▸ Verständnis prüfen:
(A) Wie viele Menschen besuchten laut dem Bericht über den Zunft- und Handwerkermarkt den Markt an den zwei Tagen?
(B) Fahre mit dem Bericht über den Zunft- und Handwerkermarkt in Seligenstadt fort und schließe dabei an seinen letzten Satz an.

▸ Auszug der Seite:
+ + + + +
Auf Zeitreise ins 18. Jahrhundert beim Zunft- und Handwerkermarkt

Der Zunft- und Handwerkermarkt hat am vergangenen Wochenende wieder Tausende in die ehemalige Klosteranlage in Seligenstadt gelockt. Der vom gemeinnützigen Verein Klatschmohn ausgerichtete Markt konnte nach Corona-bedingter Pause erstmals wieder stattfinden.
Seligenstadt – Handwerk hat nicht nur „goldenen Boden“ – wie es so schön heißt – sondern auch eine lange Tradition. Dies wurde am Wochenende beim 15. Zunft- und Handwerkermarkt im historisch einmaligen Ambiente der ehemaligen Benediktinerabtei in Seligenstadt einmal mehr deutlich. Ausrichter des bunten, an zwei Tagen von rund 10 000 Menschen besuchten Spektakels ist der gemeinnützige Verein Klatschmohn. Der 2020 von der Stadt Seligenstadt „für besondere Heimatpflege“ ausgezeichnete Verein richtet im zweijährigen Turnus den historischen Markt aus, der die Zeit des blühenden Handwerks und der Zünfte um 1750 widerspiegelt: In einer Zeit der Kaufmannszüge, als vom Mittelalter bis ins 18. Jahrhundert hinein Verbände von Kaufleuten mit ihren Pferdefuhrwagen aus allen Himmelsrichtungen zur Frankfurter Messe zogen, um dort ihre Waren feilzubieten.

Der Corona-Pandemie geschuldet fiel das kunterbunte Markttreiben mit der Präsentation traditioneller Handwerkskünste vor zwei Jahren aus, auch 2021 sorgten die Auflagen für eine Absage. „2022 wagen wir’s wieder. Es war alles sehr kurzfristig, doch innerhalb von wenigen Monaten ist es uns gelungen, konkret zu planen“, sagt die stellvertretende Klatschmohn-Vorsitzende Birgit Malsy-Grimm. „2023 wäre das hier alles nicht möglich gewesen. Denn das wäre nahezu zeitgleich mit dem Kaufmannszug, personell wäre das dann nicht zu stemmen.“
Mehr als 100 Handwerker, Gaukler, und Spielleute beim Zunft- und Handwerkermarkt in Seligenstadt
Am Zunft- und Handwerkermarkt, Samstagvormittag mit einem Zunftspiel eröffnet, beteiligten sich mehr als 100 Handwerker, Künstler, Gaukler und Spielleute. Sie präsentierten im besonderen Ambiente des Klosterhofs in historischer Robe ihre handwerklichen Arbeitskünste. Die Besucher konnten sich zwei Tage lang auf eine Zeitreise entlang vieler Stände begeben. Auch viele Seligenstädter Handwerker waren mit ihren Gewerken dabei. Ein Zimmerer erklärte anhand eines Miniaturmodells, wie Fachwerkhäuser gebaut werden, Schieferherzen wurden freudig gehämmert, am Amboss geschmiedet und dazu Lieder gesungen, zudem gezeigt wie Torbögen gemauert wurden.
+ + + + +
[Gespeicherte Einträge]
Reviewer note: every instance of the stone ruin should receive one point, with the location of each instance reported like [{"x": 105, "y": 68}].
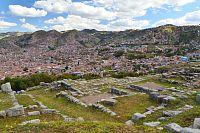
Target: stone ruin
[{"x": 16, "y": 110}]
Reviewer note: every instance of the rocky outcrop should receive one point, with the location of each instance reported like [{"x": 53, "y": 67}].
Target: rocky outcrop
[
  {"x": 6, "y": 88},
  {"x": 198, "y": 98},
  {"x": 15, "y": 111},
  {"x": 151, "y": 124},
  {"x": 118, "y": 91},
  {"x": 34, "y": 113},
  {"x": 173, "y": 127},
  {"x": 138, "y": 116},
  {"x": 103, "y": 109},
  {"x": 36, "y": 121},
  {"x": 70, "y": 98}
]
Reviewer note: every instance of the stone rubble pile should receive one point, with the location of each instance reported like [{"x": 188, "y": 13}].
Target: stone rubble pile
[
  {"x": 138, "y": 116},
  {"x": 103, "y": 109},
  {"x": 16, "y": 110},
  {"x": 70, "y": 98},
  {"x": 195, "y": 128},
  {"x": 161, "y": 98},
  {"x": 118, "y": 91},
  {"x": 172, "y": 113},
  {"x": 142, "y": 89}
]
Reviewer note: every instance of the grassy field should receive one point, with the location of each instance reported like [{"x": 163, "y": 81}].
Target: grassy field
[
  {"x": 25, "y": 100},
  {"x": 70, "y": 109},
  {"x": 127, "y": 106},
  {"x": 81, "y": 127},
  {"x": 5, "y": 101}
]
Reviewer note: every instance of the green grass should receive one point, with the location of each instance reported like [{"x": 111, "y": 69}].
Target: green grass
[
  {"x": 10, "y": 122},
  {"x": 70, "y": 109},
  {"x": 127, "y": 106},
  {"x": 5, "y": 101},
  {"x": 81, "y": 127},
  {"x": 25, "y": 100}
]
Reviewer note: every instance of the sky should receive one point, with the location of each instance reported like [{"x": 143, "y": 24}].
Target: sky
[{"x": 103, "y": 15}]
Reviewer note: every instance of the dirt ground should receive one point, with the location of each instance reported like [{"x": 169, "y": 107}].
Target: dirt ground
[
  {"x": 95, "y": 98},
  {"x": 153, "y": 85}
]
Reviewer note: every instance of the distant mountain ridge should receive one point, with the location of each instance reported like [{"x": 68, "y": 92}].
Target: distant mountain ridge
[{"x": 167, "y": 34}]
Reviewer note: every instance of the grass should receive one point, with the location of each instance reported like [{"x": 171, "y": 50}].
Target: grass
[
  {"x": 70, "y": 109},
  {"x": 10, "y": 122},
  {"x": 25, "y": 100},
  {"x": 80, "y": 127},
  {"x": 127, "y": 106},
  {"x": 5, "y": 101},
  {"x": 184, "y": 119}
]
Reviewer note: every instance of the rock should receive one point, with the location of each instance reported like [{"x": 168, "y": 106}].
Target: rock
[
  {"x": 70, "y": 98},
  {"x": 80, "y": 119},
  {"x": 103, "y": 109},
  {"x": 110, "y": 102},
  {"x": 48, "y": 111},
  {"x": 15, "y": 111},
  {"x": 36, "y": 121},
  {"x": 169, "y": 99},
  {"x": 190, "y": 130},
  {"x": 151, "y": 124},
  {"x": 171, "y": 113},
  {"x": 6, "y": 88},
  {"x": 148, "y": 112},
  {"x": 138, "y": 116},
  {"x": 162, "y": 119},
  {"x": 32, "y": 106},
  {"x": 129, "y": 123},
  {"x": 198, "y": 98},
  {"x": 3, "y": 114},
  {"x": 118, "y": 91},
  {"x": 34, "y": 113},
  {"x": 173, "y": 127},
  {"x": 150, "y": 108},
  {"x": 196, "y": 123}
]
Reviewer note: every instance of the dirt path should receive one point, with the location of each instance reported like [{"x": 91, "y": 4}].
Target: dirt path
[{"x": 95, "y": 98}]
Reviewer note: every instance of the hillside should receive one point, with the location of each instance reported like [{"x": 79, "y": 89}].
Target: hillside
[{"x": 167, "y": 34}]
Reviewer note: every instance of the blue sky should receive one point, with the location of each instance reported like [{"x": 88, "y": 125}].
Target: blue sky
[{"x": 115, "y": 15}]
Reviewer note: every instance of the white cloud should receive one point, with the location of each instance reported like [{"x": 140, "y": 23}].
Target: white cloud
[
  {"x": 192, "y": 18},
  {"x": 88, "y": 11},
  {"x": 29, "y": 27},
  {"x": 4, "y": 24},
  {"x": 136, "y": 8},
  {"x": 79, "y": 23},
  {"x": 75, "y": 22},
  {"x": 19, "y": 10},
  {"x": 23, "y": 20},
  {"x": 57, "y": 6},
  {"x": 124, "y": 24}
]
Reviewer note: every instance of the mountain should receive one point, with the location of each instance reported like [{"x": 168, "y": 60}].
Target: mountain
[{"x": 163, "y": 35}]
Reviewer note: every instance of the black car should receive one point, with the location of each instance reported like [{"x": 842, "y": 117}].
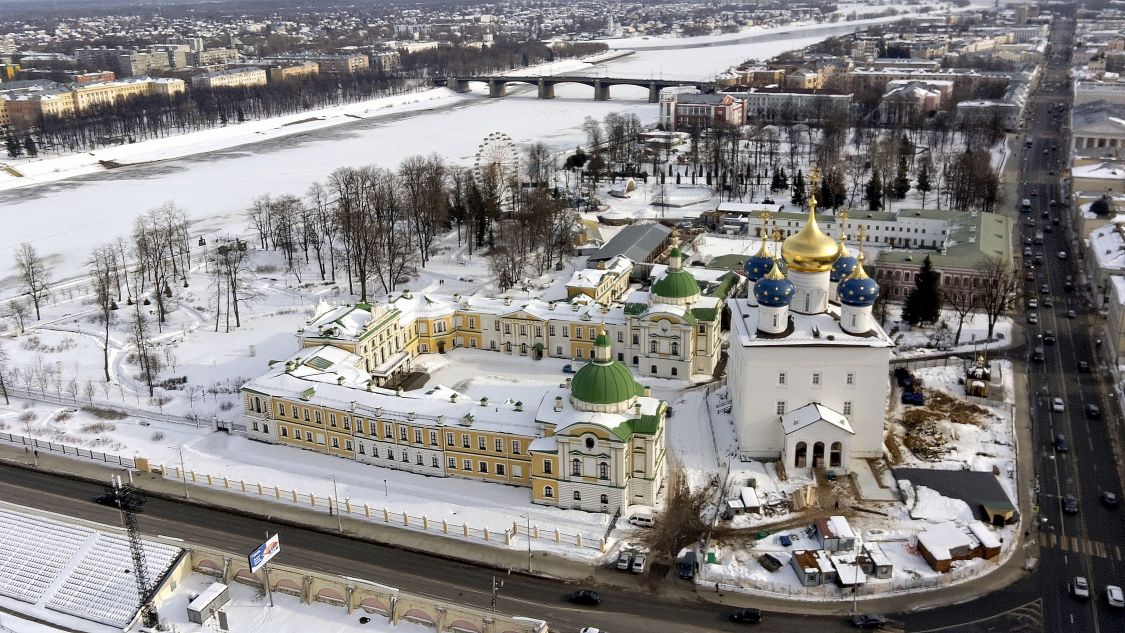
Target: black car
+ + + + +
▸ Antworten pro Aufgabe:
(A) Rund 10 000 Menschen.

(B)
Mit dabei war auch wieder die „Bruderschaft der freien Zünfte zu Brettheim“, die – aus dem Badischen angereist – anschaulich zeigte, wie Weber aus Flachsfasern Leinen herstellten. „Am Webstuhl wird das Flachsgarn in 444 Fäden eingefädelt und dann mit Webstuhl und Durchziehen des Schiffchen zu Leinen gewebt“, erklärte Weberin Petra Bauer (Bretten), die ebenso wie Ehemann Martin ins selbstgeschneiderte Gewand geschlüpft war. Auch ein Stuhlflechter und ein Küfer (Fassbauer) kamen aus Bretten in den Klosterhof. Sie übten, wie mehr als 100 weitere Handwerker, längst vergessene, einst weit verbreitete Berufe aus.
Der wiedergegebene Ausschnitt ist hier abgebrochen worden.